St Margaret Fyebriggate stood on the northern end of Magdalen Street, on its west side. It stood outside the original boundary ditch of the Anglo-Scandinavian town, though became the most northerly church within the medieval walled city of Norwich following their construction in c. 1300, being around 100 yd south of the city wall, close to the wall's Magdalen Gate. It was nearly 1 km north of the River Wensum, and 1.5 km from the city market. The site of the church was depicted on the 1885 Ordnance Survey maps behind buildings on 136 Magdalen Street, however a 1973 excavation found that it and much of its graveyard was actually located behind 132 Magdalen Street. The area in which it resided was poor.

Its site was likely outside Norwich's urban area until the very late 11th or early 12th century, and it probably remained peripheral to the urban area for some time as in the 16th and 17th centuries there were references to barns, stables, orchards and gardens.

=== Parish ===
The parish of St Margaret Fyebriggate likely extended north beyond the city walls. Its original southern extent on the west side of Magdalen Street was only a tenement or so from the churchyard, and on the east it was around halfway between St Margaret's and All Saints. Its full east and west extents are unclear. The parish became part of All Saints Fyebriggate's parish after 1453 and in turn being absorbed by St Paul's parish in 1550/1.

== Architecture ==
Little is known about the church's architecture, though it measured at approximately 17.5 m by 50 m, taking up just over a fifth of an acre.

== Archaeology ==

=== Excavations ===
There was an excavation of the site by J. P. Roberts for the Norwich Survey in 1973, which was limited to the street frontage, as well as to an area to the rear of 132 to 134 Magdalen Street. The excavation mostly focused on recording the standing buildings, in anticipation of intended redevelopment which eventually took place in 1988. Burials were located but no evidence of the church itself was found.

Another excavation took place from 30 September 1985 in anticipation of a new residential and commercial development proposed by Norwich City Council, which the Norfolk Archaeological Unit dug three machine-cut trenches to determine the extent of the burials to the rear of 132 Magdalen Street. They found skeletal material in all three trenches, likely the graveyard of the church.

Further archaeological work, prompted by the Home Office requirement to remove all burials from a site prior to its redevelopment, was undertaken from late January to mid-May 1987. With its principal aims to remove and record the burials, analyse the retrieved skeletal material, define the graveyard's extent and obtain a plan of the church, It excavated a 40 by 22 metre area. It uncovered the base of the east wall of St Margaret's, thus locating the exact church site, and also finding several pieces of dressed limestone from the original church in a cellar wall in the street frontage. It found 431 articulated skeletons, many in "irregular positions" for example in groups with some individuals prone and/or facing west; very few of these were infants. There were also 600 disarticulated or semi-articulated skeletons. It found five mortar-lined graves, and one chalk-lined grave.

=== Analysis of human skeletal material ===
In total, 436 burials were excavated from the church, with 413 of them being analysed in detail. 76.9% of the 368 sexable individuals, were found to be male, and 18.2% female. Of the 413, 10.9% were below twelve years of age, and there was a high frequency of young adult males. The age distribution suggests there was a high frequency of criminals or at least hanged males. There were ten individuals with cranial wounds, ten of which likely being caused by weapons such as swords. There was a presence of lepromatous and tuberculoid leprosy in seven individuals, as well as six cases of treponemal disease, the latter finding being unique in the British Isles and likely in Europe as of 2009. Twelve burials had evidence of burning, though there was no discernible pattern. There were two disabled individuals who survived into adulthood, suggesting that despite their poverty, the community in the parish of St Margaret Fyebriggate was caring and supportive of those with disabilities.

========================================================================

### What you are asked to do
Extract the passage of the St Margaret Fyebriggate text between "Another excavation took" and "of the church.", inclusive, copying it word for word. Work from the St Margaret Fyebriggate text alone, with no outside knowledge.

========================================================================

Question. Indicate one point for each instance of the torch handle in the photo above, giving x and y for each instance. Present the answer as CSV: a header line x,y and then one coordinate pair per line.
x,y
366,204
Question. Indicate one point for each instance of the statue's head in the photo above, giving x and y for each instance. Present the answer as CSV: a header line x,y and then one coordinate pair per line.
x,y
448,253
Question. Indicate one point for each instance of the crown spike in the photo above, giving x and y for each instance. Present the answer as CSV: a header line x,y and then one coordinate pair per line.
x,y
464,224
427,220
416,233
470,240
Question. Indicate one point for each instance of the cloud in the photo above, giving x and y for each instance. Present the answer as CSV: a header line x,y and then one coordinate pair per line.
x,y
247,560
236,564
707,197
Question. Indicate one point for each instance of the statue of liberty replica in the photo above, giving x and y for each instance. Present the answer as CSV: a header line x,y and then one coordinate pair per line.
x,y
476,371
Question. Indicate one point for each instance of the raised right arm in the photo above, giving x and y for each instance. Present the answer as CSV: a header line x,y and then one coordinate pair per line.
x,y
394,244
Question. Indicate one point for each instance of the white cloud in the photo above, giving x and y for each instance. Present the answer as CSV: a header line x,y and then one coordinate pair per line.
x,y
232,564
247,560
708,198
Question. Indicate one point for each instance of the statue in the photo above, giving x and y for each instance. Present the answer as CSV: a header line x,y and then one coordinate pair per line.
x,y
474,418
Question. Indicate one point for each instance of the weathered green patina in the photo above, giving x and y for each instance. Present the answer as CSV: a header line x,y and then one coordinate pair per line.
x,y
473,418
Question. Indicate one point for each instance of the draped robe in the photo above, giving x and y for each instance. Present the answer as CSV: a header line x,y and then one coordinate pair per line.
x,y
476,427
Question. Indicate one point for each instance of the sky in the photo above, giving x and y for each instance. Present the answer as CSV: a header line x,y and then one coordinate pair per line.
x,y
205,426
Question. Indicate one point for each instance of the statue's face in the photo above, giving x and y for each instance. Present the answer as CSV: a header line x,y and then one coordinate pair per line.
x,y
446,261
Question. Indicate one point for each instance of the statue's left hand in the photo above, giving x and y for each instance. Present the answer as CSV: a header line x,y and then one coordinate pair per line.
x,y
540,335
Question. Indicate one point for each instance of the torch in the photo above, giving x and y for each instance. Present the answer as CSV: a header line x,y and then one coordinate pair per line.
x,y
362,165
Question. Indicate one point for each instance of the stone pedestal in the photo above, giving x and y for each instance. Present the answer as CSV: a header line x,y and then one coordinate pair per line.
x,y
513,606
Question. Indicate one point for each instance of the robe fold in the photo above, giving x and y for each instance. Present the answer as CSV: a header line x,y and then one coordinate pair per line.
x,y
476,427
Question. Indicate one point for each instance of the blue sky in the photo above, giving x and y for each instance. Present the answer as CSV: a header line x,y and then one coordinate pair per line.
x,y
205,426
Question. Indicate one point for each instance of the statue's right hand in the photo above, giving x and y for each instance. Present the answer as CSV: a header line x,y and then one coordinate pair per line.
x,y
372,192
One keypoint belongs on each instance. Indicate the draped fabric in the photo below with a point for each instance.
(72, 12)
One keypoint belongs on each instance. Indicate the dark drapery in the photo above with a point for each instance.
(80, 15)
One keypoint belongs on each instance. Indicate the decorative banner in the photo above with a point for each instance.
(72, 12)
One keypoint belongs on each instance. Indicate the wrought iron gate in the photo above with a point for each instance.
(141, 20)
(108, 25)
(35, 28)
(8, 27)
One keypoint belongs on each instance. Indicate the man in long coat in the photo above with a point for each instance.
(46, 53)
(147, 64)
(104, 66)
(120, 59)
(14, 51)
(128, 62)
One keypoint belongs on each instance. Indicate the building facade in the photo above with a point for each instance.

========================================================================

### Result of this exercise
Another excavation took place from 30 September 1985 in anticipation of a new residential and commercial development proposed by Norwich City Council, which the Norfolk Archaeological Unit dug three machine-cut trenches to determine the extent of the burials to the rear of 132 Magdalen Street. They found skeletal material in all three trenches, likely the graveyard of the church.